- [PROBLEM TO SOLVE] List every line in the records below that contains the string "parking", and treat it as case-sensitive.

Point annotation dataset records
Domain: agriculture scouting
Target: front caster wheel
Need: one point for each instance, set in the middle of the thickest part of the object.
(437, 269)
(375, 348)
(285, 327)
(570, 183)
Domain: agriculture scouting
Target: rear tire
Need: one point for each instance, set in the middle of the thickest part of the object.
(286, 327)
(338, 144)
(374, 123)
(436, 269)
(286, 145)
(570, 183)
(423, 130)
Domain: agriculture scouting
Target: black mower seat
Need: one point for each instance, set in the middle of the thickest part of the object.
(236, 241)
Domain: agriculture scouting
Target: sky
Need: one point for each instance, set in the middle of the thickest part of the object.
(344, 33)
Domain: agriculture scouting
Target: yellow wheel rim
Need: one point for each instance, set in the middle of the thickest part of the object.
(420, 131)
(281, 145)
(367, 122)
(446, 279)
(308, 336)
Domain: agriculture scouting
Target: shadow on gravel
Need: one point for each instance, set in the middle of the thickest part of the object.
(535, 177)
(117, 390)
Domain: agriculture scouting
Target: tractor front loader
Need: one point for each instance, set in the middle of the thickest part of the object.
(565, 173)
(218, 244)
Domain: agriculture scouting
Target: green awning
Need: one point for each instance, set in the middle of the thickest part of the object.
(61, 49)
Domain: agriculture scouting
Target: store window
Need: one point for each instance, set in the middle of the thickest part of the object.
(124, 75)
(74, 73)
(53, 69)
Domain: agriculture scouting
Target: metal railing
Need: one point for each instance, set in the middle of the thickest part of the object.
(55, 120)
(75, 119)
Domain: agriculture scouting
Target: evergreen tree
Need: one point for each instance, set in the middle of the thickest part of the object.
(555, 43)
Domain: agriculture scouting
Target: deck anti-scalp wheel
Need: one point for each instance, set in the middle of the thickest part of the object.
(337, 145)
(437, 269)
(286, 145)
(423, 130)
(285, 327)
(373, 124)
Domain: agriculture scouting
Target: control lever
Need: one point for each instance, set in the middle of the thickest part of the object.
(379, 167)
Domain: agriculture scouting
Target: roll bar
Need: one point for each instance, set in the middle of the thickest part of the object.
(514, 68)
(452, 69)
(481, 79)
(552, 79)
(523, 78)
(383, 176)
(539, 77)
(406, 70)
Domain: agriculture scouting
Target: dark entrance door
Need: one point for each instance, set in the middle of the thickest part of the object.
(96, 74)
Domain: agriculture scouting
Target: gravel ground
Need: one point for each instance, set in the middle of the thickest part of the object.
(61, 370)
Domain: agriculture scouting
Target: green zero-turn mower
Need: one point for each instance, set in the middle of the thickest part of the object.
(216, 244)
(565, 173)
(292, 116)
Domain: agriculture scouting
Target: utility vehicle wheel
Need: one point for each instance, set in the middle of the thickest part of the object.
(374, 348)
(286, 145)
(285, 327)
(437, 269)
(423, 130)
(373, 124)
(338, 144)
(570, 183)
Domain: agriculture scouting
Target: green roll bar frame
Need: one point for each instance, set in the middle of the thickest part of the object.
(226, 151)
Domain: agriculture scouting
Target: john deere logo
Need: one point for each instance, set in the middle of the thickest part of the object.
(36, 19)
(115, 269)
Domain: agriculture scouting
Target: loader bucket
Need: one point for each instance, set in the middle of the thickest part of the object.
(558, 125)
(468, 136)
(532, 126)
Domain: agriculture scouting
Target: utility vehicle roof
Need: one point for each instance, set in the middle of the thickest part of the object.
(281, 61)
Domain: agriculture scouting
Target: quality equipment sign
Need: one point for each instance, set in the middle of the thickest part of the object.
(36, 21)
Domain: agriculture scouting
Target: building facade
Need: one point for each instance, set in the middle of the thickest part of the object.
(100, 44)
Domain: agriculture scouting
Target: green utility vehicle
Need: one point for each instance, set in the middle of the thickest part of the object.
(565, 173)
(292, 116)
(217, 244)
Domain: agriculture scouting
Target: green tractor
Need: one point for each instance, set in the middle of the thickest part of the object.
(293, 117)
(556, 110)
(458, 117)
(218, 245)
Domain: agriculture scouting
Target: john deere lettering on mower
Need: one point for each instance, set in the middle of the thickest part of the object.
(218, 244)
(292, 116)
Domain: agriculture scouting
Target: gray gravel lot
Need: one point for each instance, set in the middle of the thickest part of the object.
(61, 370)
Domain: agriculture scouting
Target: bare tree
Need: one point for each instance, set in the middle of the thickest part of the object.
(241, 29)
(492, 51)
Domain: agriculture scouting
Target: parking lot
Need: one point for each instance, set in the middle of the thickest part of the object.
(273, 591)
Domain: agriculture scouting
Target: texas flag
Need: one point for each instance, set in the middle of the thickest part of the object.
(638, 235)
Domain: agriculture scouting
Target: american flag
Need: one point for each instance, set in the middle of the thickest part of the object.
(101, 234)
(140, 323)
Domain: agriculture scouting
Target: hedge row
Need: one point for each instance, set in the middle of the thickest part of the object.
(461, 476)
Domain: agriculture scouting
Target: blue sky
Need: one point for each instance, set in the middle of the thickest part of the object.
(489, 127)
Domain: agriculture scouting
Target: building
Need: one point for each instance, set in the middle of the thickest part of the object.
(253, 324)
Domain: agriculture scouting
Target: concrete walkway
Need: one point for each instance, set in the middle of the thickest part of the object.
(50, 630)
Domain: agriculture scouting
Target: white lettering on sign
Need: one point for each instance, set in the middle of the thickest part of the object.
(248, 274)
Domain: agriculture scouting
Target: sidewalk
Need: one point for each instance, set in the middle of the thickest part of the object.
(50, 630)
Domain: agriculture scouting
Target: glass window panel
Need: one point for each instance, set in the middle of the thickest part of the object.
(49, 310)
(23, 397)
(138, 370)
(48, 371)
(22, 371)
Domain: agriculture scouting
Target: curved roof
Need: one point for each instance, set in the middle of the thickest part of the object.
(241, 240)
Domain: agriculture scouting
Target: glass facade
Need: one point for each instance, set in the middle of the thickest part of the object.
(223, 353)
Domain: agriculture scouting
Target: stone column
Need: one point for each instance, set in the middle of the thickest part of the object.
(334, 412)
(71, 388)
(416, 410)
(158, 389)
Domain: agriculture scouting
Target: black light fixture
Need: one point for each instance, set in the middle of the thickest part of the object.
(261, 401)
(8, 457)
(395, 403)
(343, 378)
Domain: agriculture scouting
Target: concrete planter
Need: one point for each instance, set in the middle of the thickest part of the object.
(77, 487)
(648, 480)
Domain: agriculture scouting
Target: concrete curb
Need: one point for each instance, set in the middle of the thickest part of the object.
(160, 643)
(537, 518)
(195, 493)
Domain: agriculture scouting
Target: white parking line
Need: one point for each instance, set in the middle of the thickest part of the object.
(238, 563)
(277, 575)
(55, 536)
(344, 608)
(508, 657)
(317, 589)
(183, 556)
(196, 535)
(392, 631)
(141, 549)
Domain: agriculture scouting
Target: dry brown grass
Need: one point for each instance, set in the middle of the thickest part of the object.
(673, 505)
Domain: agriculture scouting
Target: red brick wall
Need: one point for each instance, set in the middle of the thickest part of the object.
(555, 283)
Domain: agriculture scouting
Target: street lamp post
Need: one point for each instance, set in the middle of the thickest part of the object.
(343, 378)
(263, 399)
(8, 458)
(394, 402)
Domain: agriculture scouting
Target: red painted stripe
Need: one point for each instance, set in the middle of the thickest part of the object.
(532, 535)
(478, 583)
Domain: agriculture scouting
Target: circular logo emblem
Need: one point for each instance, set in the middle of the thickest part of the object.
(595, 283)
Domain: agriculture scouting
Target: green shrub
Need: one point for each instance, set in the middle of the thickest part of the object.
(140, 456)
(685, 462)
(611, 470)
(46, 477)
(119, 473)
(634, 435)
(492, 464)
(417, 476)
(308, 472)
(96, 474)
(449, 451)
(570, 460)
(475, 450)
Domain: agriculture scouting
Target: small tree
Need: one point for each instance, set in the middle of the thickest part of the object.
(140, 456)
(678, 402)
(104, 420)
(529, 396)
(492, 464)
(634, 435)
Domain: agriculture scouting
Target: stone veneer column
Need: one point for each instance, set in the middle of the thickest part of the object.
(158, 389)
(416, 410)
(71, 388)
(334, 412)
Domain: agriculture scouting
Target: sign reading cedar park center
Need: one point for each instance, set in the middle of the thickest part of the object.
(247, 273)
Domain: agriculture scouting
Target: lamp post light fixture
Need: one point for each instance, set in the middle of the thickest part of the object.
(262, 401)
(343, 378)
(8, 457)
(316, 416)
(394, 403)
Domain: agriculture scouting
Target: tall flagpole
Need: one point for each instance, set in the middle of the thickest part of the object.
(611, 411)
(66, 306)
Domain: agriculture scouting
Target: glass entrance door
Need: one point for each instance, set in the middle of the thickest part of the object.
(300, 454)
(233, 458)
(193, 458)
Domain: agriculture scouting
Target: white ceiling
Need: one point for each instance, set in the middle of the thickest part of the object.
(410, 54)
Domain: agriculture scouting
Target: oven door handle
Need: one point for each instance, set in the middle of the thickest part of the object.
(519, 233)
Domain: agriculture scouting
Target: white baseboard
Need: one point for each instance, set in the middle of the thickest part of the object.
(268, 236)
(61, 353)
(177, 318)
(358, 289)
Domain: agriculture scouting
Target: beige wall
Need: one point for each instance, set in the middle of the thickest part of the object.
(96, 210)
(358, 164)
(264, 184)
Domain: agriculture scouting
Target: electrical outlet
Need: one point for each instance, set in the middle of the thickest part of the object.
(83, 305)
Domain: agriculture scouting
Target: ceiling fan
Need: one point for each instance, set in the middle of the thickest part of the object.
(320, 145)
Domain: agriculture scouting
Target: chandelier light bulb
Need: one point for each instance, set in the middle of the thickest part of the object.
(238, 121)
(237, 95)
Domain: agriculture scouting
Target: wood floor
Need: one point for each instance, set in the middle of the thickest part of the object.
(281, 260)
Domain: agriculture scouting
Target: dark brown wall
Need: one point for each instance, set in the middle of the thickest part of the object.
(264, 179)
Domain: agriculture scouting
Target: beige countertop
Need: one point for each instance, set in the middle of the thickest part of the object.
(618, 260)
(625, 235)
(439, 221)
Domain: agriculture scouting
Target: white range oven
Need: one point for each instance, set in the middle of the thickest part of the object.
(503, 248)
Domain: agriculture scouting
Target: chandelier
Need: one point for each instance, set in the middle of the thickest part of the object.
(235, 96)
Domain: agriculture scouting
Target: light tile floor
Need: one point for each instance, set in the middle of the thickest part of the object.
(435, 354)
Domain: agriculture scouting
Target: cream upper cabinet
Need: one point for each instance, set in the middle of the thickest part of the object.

- [FULL SOLUTION]
Target: parking lot
Target: white parking line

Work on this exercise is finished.